What you have to do: Which lines in the entries below contain the word "chain", with case counting? Identify each one and copy it in full.

Task material:
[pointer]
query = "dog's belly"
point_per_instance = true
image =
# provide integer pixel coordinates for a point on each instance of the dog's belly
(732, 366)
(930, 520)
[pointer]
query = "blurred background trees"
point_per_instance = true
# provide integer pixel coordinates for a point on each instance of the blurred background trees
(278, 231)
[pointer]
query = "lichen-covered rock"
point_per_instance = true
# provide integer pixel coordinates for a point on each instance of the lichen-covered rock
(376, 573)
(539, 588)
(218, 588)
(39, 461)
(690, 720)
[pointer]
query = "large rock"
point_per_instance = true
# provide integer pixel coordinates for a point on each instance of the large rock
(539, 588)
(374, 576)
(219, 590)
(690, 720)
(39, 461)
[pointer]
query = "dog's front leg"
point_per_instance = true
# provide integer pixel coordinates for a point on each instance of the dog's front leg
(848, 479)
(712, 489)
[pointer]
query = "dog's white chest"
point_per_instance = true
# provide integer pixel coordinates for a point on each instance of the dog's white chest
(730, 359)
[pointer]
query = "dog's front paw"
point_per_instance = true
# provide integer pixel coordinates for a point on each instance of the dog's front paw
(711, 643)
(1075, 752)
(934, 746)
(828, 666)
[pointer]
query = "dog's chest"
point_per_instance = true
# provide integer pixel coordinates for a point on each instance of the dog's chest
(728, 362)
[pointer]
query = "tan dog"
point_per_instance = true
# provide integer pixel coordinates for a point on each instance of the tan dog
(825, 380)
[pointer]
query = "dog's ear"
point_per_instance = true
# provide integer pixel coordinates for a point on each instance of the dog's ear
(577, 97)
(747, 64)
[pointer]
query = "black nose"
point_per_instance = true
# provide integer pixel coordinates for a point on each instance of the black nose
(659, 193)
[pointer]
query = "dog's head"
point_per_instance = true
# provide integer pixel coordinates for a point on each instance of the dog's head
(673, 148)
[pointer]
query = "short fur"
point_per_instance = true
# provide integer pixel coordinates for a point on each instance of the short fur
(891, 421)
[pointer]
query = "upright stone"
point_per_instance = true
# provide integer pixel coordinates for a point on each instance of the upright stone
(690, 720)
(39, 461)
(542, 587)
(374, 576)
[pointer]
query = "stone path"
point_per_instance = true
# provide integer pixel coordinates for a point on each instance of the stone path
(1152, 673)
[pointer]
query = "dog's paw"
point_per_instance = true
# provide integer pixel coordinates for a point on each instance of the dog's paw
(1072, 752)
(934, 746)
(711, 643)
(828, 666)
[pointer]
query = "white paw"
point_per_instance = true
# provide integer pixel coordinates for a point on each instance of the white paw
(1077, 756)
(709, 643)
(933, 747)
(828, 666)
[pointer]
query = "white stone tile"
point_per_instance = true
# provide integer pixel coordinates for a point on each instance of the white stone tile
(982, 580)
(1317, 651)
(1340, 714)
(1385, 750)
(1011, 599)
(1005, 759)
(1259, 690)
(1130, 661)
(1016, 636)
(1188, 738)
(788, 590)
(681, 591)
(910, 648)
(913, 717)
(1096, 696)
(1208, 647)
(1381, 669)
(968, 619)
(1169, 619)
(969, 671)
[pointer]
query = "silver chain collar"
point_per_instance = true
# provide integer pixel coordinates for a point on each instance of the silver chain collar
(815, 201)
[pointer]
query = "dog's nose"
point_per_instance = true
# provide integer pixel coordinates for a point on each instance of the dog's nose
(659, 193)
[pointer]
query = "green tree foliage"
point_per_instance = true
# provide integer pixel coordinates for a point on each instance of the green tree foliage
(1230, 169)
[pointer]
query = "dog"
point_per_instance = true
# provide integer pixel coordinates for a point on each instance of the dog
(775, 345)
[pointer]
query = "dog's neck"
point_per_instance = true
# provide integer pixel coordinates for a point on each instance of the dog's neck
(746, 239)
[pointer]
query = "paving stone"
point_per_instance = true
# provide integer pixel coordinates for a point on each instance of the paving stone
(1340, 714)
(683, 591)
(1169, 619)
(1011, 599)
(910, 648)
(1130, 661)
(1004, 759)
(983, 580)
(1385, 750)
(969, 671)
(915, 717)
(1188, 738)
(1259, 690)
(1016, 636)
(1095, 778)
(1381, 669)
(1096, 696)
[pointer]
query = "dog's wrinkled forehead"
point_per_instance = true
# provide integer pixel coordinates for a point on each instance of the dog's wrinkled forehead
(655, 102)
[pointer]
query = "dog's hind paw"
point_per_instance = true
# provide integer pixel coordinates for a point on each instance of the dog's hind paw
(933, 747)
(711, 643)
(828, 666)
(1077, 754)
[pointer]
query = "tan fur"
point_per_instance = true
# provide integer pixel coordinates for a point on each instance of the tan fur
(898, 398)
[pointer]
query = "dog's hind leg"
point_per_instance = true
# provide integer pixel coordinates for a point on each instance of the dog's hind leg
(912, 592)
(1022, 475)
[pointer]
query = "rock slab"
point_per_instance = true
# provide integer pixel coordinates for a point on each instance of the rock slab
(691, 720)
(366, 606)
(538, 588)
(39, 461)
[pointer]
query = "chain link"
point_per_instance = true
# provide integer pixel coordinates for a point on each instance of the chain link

--

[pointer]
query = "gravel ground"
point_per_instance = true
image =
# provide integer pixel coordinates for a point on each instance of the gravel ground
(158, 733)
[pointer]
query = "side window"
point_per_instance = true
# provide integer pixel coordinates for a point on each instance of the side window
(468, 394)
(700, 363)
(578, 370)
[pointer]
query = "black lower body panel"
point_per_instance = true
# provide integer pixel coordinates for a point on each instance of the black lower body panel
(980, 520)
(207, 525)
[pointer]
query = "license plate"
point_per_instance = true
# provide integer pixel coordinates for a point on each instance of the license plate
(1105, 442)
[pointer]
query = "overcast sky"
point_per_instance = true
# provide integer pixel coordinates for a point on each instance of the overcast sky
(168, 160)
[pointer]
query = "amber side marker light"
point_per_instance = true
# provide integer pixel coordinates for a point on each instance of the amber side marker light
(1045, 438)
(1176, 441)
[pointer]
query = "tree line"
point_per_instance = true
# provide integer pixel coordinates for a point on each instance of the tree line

Answer to this exercise:
query = "silver chain collar"
# provide integer pixel coordinates for a point on each instance of the silver chain collar
query = "chain link"
# provide integer pixel coordinates for a point on each instance of the chain link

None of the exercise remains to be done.